• **The task**
What follows is a set of records. Repeat every one of them exactly.

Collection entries
•••••

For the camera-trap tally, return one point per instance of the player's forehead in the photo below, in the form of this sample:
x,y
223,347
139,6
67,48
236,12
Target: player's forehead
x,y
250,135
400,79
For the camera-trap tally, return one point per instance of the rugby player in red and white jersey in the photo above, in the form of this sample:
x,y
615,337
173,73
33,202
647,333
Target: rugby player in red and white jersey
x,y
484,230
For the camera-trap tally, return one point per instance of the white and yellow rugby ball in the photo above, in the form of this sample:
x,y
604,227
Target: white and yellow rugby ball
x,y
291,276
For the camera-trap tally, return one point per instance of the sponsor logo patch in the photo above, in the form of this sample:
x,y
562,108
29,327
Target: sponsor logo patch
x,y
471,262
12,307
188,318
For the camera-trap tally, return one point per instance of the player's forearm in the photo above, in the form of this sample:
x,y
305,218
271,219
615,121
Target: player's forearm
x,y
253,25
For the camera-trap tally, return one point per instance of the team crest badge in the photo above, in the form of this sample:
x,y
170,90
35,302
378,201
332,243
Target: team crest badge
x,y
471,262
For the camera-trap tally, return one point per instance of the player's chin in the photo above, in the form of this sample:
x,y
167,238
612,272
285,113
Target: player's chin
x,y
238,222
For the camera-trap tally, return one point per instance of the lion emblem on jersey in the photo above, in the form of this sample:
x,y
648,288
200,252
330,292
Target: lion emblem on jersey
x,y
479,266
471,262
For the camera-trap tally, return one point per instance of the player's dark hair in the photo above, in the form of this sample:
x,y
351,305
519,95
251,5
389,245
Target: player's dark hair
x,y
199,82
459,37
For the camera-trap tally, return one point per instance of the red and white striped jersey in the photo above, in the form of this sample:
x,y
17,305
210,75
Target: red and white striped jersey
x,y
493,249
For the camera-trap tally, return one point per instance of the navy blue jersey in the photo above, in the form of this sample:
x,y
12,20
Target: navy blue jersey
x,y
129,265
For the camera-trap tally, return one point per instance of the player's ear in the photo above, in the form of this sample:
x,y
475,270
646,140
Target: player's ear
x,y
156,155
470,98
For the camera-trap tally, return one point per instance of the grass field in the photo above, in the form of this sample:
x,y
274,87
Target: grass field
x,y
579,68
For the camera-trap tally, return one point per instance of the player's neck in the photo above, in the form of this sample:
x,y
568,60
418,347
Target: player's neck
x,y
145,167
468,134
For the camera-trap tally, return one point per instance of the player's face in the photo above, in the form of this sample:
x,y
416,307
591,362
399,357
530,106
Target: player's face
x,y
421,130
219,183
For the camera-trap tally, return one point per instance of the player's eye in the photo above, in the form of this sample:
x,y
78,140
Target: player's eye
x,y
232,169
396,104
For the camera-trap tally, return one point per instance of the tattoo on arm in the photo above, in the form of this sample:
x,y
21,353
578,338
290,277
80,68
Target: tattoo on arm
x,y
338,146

•••••

• **Your solution**
For the camera-trap tally, return one point per instance of the player's forehead in the photo below, in the form of this sample:
x,y
223,347
139,6
67,48
236,12
Target: player's forehead
x,y
250,135
400,79
For the camera-trap tally, return one point per instance of the rugby player in red and white jersey in the photo above, in the form of this sample:
x,y
615,337
173,73
33,202
647,333
Target: rugby player in red and white jersey
x,y
484,230
For the camera-trap tally, return one point per instance of the white and yellow rugby ball in the photo above, in the form of this sample:
x,y
604,227
Target: white and yellow rugby ball
x,y
291,276
For the camera-trap tally, return one point per instance of the sponsor logo patch in the photo above, in the form of this sample:
x,y
562,108
29,327
Target: sponsor logo patch
x,y
471,262
12,307
188,318
For the camera-trap tally, return one point per instance of the player's forearm in the photo above, in the form of this sample:
x,y
305,218
271,219
615,121
Target: player's forearm
x,y
253,25
For the camera-trap tally, return one point per instance of the team crest badge in the photo above, in the form of this sample:
x,y
170,90
35,302
378,201
332,243
Target: team crest badge
x,y
471,262
For the camera-trap tally, return one point per instance of the player's chin in the photo above, in the form of this sample:
x,y
167,238
612,272
285,113
Target: player's chin
x,y
238,222
For the camera-trap tally, return one point per instance of the lion emblem on jersey in the photo above, in the form of this sample:
x,y
648,288
200,252
330,292
Target: lion emblem on jersey
x,y
479,266
471,262
For the camera-trap tally, return one point per instance of the player's dark hair in the photo above, in the form of this sample:
x,y
351,305
519,95
251,5
389,245
Target: player's dark hair
x,y
199,82
459,37
For the camera-trap tally, return one point per instance of the red and white striped jersey in the photo above, in the form of this sample:
x,y
17,305
210,75
Target: red and white striped jersey
x,y
493,249
For the camera-trap tally, return one point per instance of the navy blue jersey in the photo above, in the form of this sample:
x,y
12,20
Target: navy blue jersey
x,y
129,265
For the camera-trap tally, return one point per instance of the player's ear in the photo above, in the form of this sample:
x,y
475,270
646,140
Target: player's ear
x,y
156,155
470,98
For the camera-trap tally, return one point per instance of the grass field in the photo above, in the form of this sample:
x,y
274,87
Target: grass field
x,y
579,68
For the camera-trap tally, return one point per instance of the player's neck in the photo above, in the form of this sample:
x,y
568,60
418,347
Target: player's neck
x,y
145,167
468,134
For the camera-trap tally, return one point per instance of the player's face in the photo above, in the form of this sample:
x,y
416,307
591,362
399,357
530,106
Target: player's face
x,y
421,130
219,183
For the camera-trap tally, return one point per instance of the player's eye in the photo above, in the form of this sample:
x,y
78,140
Target: player's eye
x,y
232,169
396,104
For the camera-trap tally, return one point per instance of the tattoo on arm in the photo above, in the form of this sample:
x,y
21,353
578,338
290,277
80,68
Target: tattoo on arm
x,y
338,146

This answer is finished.